What the task requires
Continue the post listing favorite memories from years of playing the game, starting right after its last sentence.

Passage given
Top five? Yeouch. I've been playing this game for a long, long goddamn time. I started playing in Beta 1, and have been playing since then.

Hmm...

1. Doing World PvP on my dwarf chick warrior, right after the introduction of the Honor system, and before Battlegrounds. I was in a guild called Lag on Tichondrius, which was just full of the most hilarious, crazy pile of people ever. Having raids on Kargath that quickly escalated into giant brawls.

2. My old guild's first kill of Ragnaros on my dwarf chick warrior. There was just so much excitement leading up to it. I wasn't in a top world raiding guild, it was just a guild among friends.

3. Naxxramas on my Shaman. I hated it while I was doing it, but looking back on it, it really was the most well-made dungeon in the entire game. I loved learning Thaddius, learning the DDR fight Heigan, and everything up through being in a top 10 US guild that downed Kel'Thuzad.

4. The days in the Level 50 cap beta where me and my girlfriend at the time would just run Sunken Temple over and over and over again, with some guys we knew in the beta. Also, later on meeting those guys outside the game and hanging out with them.

Record excerpts
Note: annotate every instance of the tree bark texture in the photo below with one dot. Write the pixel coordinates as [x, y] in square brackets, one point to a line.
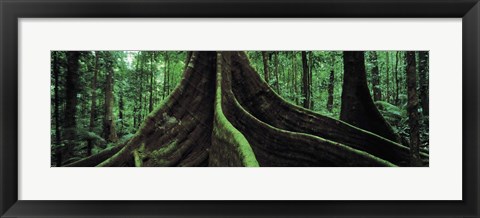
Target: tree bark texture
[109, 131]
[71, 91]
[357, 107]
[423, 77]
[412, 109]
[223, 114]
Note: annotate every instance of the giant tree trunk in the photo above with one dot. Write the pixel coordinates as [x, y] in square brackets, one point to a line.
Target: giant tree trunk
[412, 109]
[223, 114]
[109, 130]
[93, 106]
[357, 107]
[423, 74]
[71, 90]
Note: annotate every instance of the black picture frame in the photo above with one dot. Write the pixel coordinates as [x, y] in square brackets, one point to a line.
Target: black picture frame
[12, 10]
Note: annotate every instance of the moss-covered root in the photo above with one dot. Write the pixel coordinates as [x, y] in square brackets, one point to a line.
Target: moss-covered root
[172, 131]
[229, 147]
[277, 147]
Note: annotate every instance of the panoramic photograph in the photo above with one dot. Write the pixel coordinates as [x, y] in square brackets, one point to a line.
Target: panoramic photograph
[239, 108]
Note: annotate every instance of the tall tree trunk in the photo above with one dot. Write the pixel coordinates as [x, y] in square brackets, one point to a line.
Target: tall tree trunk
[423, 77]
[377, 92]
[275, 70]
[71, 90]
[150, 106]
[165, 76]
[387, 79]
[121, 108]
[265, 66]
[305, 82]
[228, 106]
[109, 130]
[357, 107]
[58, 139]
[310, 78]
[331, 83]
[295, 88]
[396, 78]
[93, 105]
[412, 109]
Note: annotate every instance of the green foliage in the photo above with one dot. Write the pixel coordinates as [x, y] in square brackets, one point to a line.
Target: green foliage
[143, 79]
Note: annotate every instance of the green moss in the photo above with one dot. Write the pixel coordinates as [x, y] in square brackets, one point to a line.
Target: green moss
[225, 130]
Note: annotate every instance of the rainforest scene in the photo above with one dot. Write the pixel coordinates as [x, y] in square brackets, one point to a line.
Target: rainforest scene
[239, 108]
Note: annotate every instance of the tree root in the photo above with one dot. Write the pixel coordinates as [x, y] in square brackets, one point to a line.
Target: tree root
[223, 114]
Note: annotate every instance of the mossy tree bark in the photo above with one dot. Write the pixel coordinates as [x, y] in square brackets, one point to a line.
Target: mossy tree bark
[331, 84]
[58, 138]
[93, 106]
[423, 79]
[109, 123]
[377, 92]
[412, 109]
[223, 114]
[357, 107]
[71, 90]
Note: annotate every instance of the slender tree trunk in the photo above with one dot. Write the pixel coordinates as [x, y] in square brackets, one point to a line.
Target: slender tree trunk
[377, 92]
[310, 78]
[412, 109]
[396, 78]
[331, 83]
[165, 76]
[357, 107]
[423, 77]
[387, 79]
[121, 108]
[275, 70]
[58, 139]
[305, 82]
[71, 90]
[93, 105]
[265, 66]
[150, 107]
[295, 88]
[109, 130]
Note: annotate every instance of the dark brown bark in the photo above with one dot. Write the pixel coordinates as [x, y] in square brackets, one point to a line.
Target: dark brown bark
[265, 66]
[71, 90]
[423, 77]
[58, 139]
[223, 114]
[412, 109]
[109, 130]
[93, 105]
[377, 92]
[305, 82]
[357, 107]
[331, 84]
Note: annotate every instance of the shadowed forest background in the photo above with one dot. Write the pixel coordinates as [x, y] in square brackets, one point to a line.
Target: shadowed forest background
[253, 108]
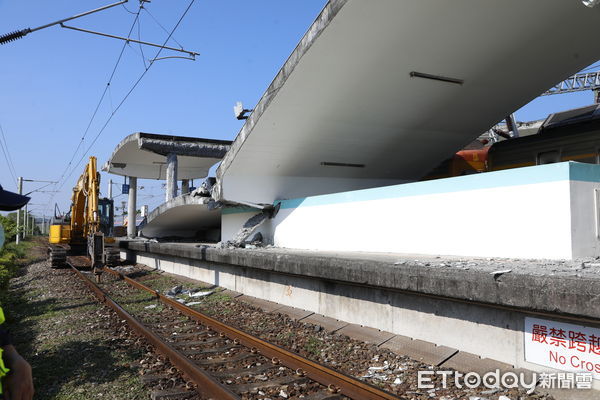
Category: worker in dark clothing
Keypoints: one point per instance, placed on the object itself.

Answer below
5. My first PvP experience in Beta 3, where the PvP server just opened. I was a night elf warrior, and there were some undead who had snuck into Ashenvale. We banded together and had an amazing back and forth fight - we were all level 10 or so.

And, for bonus points:

6. The realization that three girls I hooked up (in real life, no e-dating) with in some capacity all played healers in World of Warcraft (Two Priests and one Druid - I knew two of them outside of the game prior to knowing them ingame, and the third I didn't hook up with until well after I had met her in real life).

I put that one in there for fun.

But that Captain's salami tray was tight, yo. You plump for the roast pork loin, dogg?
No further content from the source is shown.